Task to carry out
Your task is to extract every line from the material below exactly.

Input data
......
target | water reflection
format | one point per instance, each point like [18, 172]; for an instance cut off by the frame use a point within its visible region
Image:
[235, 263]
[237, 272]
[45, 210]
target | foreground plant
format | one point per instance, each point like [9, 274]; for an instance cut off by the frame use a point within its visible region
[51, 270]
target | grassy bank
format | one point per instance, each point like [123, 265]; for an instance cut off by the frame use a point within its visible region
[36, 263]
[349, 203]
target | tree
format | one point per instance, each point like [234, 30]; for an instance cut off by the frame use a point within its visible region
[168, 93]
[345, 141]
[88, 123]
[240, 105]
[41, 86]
......
Solution for this exercise
target | water reflection
format | one point per instance, each point like [18, 172]; for an instance cut off by the frame use a point within its visible region
Image:
[235, 263]
[237, 272]
[45, 210]
target | foreground plant
format | one point per instance, each point like [9, 274]; for an instance cut off by the frame use a point within its visible region
[51, 270]
target | grassy bank
format | one point per instance, each point like [123, 265]; for an instance cut off by the frame use a point within its visible region
[36, 263]
[349, 203]
target | tree
format | one point per instance, each point like [234, 30]; for an instance cut off by the frame use a point within its visible region
[168, 93]
[345, 141]
[88, 123]
[240, 105]
[41, 86]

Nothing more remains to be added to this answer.